▶ [Action item]:
What is needed is a word-for-word transcription of every record below.
[Start of section]
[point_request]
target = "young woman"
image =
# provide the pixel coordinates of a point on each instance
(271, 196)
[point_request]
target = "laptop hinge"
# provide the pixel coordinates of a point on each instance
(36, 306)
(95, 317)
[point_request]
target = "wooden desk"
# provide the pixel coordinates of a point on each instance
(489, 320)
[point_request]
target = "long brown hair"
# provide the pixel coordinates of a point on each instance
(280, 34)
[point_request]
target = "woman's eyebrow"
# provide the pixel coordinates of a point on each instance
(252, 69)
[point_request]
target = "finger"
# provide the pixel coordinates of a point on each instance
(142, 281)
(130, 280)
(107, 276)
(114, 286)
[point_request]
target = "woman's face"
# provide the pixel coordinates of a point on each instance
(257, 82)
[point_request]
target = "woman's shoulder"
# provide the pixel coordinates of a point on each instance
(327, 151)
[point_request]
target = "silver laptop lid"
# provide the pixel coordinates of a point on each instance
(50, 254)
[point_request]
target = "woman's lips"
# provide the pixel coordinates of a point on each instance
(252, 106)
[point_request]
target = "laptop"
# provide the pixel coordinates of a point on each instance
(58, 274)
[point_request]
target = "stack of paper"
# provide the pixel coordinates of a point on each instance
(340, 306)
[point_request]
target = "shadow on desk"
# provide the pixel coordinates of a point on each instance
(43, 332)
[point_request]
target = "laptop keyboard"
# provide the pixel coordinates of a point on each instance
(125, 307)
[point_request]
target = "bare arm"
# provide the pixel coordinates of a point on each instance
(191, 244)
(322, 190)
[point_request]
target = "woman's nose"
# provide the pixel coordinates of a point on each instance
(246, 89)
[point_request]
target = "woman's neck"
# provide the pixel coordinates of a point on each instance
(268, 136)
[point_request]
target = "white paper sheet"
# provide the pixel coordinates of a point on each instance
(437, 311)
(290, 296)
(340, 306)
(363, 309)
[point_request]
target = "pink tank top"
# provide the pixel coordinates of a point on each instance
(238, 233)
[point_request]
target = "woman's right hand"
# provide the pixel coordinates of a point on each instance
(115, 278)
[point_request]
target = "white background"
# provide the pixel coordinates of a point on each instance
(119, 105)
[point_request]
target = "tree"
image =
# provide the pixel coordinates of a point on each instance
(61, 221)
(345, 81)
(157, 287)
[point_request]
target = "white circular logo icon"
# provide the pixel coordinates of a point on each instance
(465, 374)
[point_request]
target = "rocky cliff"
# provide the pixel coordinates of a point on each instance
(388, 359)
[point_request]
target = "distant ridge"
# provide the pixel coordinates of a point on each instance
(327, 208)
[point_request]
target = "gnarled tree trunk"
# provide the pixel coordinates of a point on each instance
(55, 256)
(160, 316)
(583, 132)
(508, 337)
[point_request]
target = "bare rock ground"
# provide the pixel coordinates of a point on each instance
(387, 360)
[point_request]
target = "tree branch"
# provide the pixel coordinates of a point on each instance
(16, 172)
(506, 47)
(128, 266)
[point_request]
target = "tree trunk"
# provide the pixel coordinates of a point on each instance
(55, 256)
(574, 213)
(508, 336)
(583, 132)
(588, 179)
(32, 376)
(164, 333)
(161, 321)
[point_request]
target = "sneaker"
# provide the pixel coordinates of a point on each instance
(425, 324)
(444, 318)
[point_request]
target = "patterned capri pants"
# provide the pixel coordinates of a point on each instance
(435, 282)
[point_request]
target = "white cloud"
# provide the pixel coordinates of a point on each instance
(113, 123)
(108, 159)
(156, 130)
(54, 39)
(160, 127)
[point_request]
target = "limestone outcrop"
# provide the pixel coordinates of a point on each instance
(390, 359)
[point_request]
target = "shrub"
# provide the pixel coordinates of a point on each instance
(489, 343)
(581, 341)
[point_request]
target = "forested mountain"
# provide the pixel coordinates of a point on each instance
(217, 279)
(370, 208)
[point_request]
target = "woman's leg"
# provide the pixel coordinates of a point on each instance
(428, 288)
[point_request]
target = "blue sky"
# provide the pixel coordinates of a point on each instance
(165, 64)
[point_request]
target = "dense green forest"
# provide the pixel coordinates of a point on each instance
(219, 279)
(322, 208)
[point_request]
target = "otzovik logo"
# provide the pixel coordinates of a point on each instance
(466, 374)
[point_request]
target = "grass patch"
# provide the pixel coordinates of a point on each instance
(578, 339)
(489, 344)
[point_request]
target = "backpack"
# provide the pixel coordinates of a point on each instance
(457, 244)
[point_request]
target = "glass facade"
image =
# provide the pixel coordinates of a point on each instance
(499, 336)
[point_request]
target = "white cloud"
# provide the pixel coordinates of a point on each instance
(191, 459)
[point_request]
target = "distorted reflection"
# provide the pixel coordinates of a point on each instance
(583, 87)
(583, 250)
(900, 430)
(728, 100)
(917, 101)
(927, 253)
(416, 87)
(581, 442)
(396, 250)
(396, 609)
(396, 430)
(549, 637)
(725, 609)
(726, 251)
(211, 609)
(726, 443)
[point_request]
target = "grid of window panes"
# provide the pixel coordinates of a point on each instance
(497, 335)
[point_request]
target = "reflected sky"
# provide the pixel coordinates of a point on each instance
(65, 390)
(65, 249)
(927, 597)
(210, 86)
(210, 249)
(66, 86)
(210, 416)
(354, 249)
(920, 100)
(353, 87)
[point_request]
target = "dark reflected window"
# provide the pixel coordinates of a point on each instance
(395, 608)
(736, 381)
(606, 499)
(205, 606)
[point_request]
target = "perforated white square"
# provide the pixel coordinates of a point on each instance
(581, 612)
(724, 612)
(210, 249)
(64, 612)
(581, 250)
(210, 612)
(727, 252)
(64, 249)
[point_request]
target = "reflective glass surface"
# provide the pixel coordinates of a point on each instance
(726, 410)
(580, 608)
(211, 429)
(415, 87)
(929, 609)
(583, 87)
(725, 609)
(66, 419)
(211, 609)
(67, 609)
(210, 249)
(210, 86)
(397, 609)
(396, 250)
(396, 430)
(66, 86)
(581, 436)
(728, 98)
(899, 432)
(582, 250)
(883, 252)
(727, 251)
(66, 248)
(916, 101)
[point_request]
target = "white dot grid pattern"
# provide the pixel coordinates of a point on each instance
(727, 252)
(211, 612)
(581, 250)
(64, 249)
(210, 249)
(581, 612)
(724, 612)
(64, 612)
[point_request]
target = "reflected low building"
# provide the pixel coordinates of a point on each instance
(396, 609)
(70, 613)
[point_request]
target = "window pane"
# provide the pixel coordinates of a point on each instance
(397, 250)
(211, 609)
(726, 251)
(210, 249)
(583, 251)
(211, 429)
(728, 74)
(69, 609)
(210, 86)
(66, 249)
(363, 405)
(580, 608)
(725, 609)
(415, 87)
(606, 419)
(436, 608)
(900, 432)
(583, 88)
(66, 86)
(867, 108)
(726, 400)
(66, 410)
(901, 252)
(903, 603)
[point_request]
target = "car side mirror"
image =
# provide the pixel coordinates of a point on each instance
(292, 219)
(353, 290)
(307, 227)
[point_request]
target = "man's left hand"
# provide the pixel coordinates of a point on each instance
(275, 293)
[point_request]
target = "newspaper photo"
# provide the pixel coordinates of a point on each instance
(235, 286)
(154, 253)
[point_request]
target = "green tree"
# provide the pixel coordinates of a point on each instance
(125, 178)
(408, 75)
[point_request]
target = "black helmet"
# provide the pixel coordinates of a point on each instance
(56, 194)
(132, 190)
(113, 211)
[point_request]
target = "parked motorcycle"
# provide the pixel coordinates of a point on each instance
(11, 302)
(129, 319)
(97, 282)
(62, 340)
[End of section]
▶ [Reply to the exercise]:
[point_request]
target = "young woman"
image =
# provide the pixel coordinates of a point on each instance
(271, 196)
[point_request]
target = "laptop hinge"
# provide the pixel coordinates of a point on each instance
(36, 306)
(95, 317)
[point_request]
target = "wooden desk"
# provide the pixel coordinates of a point on each instance
(489, 320)
[point_request]
target = "long brown hair"
# provide the pixel coordinates of a point on each instance
(280, 34)
[point_request]
target = "woman's eyebrow"
# provide the pixel coordinates of a point on each instance
(252, 69)
[point_request]
target = "finger"
# provide the pixel coordinates of a point on each instance
(142, 281)
(130, 280)
(107, 276)
(114, 286)
[point_request]
target = "woman's face"
# provide the pixel coordinates of a point on each instance
(257, 82)
[point_request]
target = "woman's shoulder"
# provide the pixel coordinates of a point on each instance
(327, 151)
[point_request]
target = "silver laptop lid"
# provide the pixel coordinates of a point on each instance
(50, 254)
[point_request]
target = "woman's lips"
# provide the pixel coordinates of a point on each instance
(252, 106)
[point_request]
target = "laptop"
# provide the pixel coordinates of a point on each instance
(58, 274)
[point_request]
target = "stack of paper"
# provide the pixel coordinates of a point on each instance
(340, 306)
[point_request]
target = "shadow on desk"
# provide the pixel coordinates of a point on each instance
(43, 332)
[point_request]
target = "laptop keyboard"
# provide the pixel coordinates of a point on each instance
(125, 307)
[point_request]
target = "bare arm"
# provide the pixel coordinates of a point on each instance
(191, 244)
(322, 190)
[point_request]
target = "woman's nose"
# provide the pixel coordinates of a point on each instance
(246, 89)
[point_request]
target = "woman's neck"
# provide the pixel coordinates of a point on each instance
(268, 136)
[point_request]
target = "white paper sheet"
# provide the pixel coordinates of a point on each instance
(437, 311)
(290, 296)
(340, 306)
(363, 309)
[point_request]
target = "pink tank top"
# provide the pixel coordinates of a point on each instance
(238, 233)
[point_request]
target = "woman's right hand"
# provide the pixel coordinates of a point on each instance
(115, 278)
[point_request]
target = "white background"
# provide the pixel coordinates of a point on each instance
(119, 105)
[point_request]
target = "tree"
image =
# provide the pixel coordinates of a point on each instance
(61, 221)
(345, 81)
(157, 287)
[point_request]
target = "white circular logo icon"
# provide the pixel coordinates of a point on each instance
(465, 374)
[point_request]
target = "rocky cliff"
# provide the pixel coordinates of a point on each instance
(388, 359)
[point_request]
target = "distant ridge"
# provide the pixel coordinates of a point on each instance
(327, 208)
[point_request]
target = "gnarled tree trunk"
# provide the pixel coordinates of a point on each instance
(55, 256)
(160, 316)
(583, 132)
(508, 337)
[point_request]
target = "bare rock ground"
# provide the pixel coordinates of a point on each instance
(387, 360)
[point_request]
target = "tree branch"
# provide the pixel coordinates of a point on each instance
(16, 172)
(506, 47)
(128, 266)
[point_request]
target = "tree trunk"
# provide the pixel coordinates of a point on each instance
(55, 256)
(574, 213)
(508, 336)
(583, 132)
(588, 179)
(32, 376)
(164, 333)
(161, 321)
[point_request]
target = "sneaker"
# provide the pixel coordinates of a point on each instance
(425, 324)
(444, 318)
[point_request]
target = "patterned capri pants"
# provide the pixel coordinates of a point on each instance
(435, 282)
[point_request]
target = "white cloud"
# provide the pixel coordinates of a point on each instance
(113, 123)
(108, 159)
(156, 130)
(54, 39)
(160, 127)
[point_request]
target = "limestone outcrop"
# provide the pixel coordinates of a point on each instance
(390, 359)
[point_request]
target = "shrub"
# provide the pixel coordinates of a point on each instance
(489, 343)
(581, 341)
[point_request]
target = "forested mountain"
# provide the pixel coordinates of a point on each instance
(217, 279)
(370, 208)
[point_request]
target = "woman's leg"
# provide the pixel coordinates of a point on each instance
(428, 288)
[point_request]
target = "blue sky"
# provide the pixel coordinates of a point on each instance
(165, 64)
[point_request]
target = "dense green forest"
# provide the pixel coordinates of a point on each instance
(219, 279)
(322, 208)
[point_request]
target = "otzovik logo"
# provide the pixel coordinates of a point on each instance
(466, 374)
[point_request]
target = "grass patch"
# provide the pixel coordinates of a point on each instance
(578, 339)
(489, 344)
[point_request]
target = "backpack"
# provide the pixel coordinates of a point on each instance
(457, 244)
[point_request]
target = "glass facade"
image =
# provide the pixel coordinates of a point on each instance
(499, 336)
[point_request]
target = "white cloud"
# provide the pixel coordinates of a point on each instance
(191, 459)
[point_request]
target = "distorted reflection"
# provide the pixel coordinates of a point on each instance
(583, 87)
(583, 250)
(900, 430)
(728, 100)
(917, 101)
(927, 253)
(416, 87)
(581, 442)
(396, 250)
(396, 609)
(396, 430)
(549, 637)
(725, 609)
(726, 251)
(211, 609)
(726, 443)
[point_request]
target = "grid of window panes"
# provide the pixel coordinates of a point on each instance
(497, 335)
[point_request]
target = "reflected sky"
# provide the pixel coordinates of a point on each instance
(65, 390)
(65, 249)
(927, 597)
(210, 86)
(210, 249)
(66, 86)
(210, 416)
(354, 249)
(920, 100)
(353, 87)
[point_request]
target = "dark reflected window"
# provide the pixel coordinates of a point on each instance
(395, 608)
(736, 381)
(606, 499)
(205, 606)
[point_request]
target = "perforated white square"
# provide the pixel coordinates of a point on each instance
(581, 612)
(724, 612)
(210, 249)
(64, 612)
(581, 250)
(210, 612)
(727, 252)
(64, 249)
[point_request]
target = "reflective glass surface"
# provide the pixel coordinates of a point on each instance
(726, 410)
(580, 608)
(211, 429)
(415, 87)
(929, 609)
(583, 87)
(725, 609)
(66, 419)
(211, 609)
(67, 609)
(210, 249)
(210, 86)
(397, 609)
(396, 250)
(396, 430)
(66, 86)
(581, 436)
(728, 98)
(899, 432)
(582, 250)
(883, 252)
(727, 251)
(66, 248)
(916, 101)
[point_request]
target = "white dot grid pattern"
# provide the pixel coordinates of a point on each instance
(727, 252)
(211, 612)
(581, 250)
(64, 249)
(210, 249)
(581, 612)
(724, 612)
(64, 612)
[point_request]
target = "reflected low building"
# provide the pixel coordinates of a point on each instance
(396, 609)
(70, 613)
[point_request]
target = "window pane"
# provide the pixel coordinates of a point on each instance
(397, 250)
(211, 609)
(726, 251)
(210, 249)
(583, 251)
(211, 429)
(728, 74)
(69, 609)
(210, 86)
(66, 249)
(363, 405)
(580, 608)
(725, 609)
(415, 87)
(606, 419)
(436, 608)
(900, 432)
(583, 88)
(66, 86)
(867, 108)
(726, 400)
(66, 410)
(901, 252)
(903, 603)
[point_request]
target = "car side mirror"
image =
# provide the pixel coordinates of a point on each instance
(292, 219)
(353, 290)
(307, 227)
[point_request]
target = "man's left hand"
# provide the pixel coordinates of a point on each instance
(275, 293)
[point_request]
target = "newspaper photo"
# provide the pixel coordinates of a point on each instance
(235, 286)
(154, 253)
[point_request]
target = "green tree"
# provide the pixel coordinates of a point on each instance
(125, 178)
(408, 75)
[point_request]
target = "black helmet"
# provide the pixel coordinates of a point on each instance
(56, 194)
(132, 190)
(113, 211)
[point_request]
target = "parked motorcycle"
# provide the pixel coordinates of a point on each instance
(11, 302)
(129, 319)
(97, 282)
(62, 340)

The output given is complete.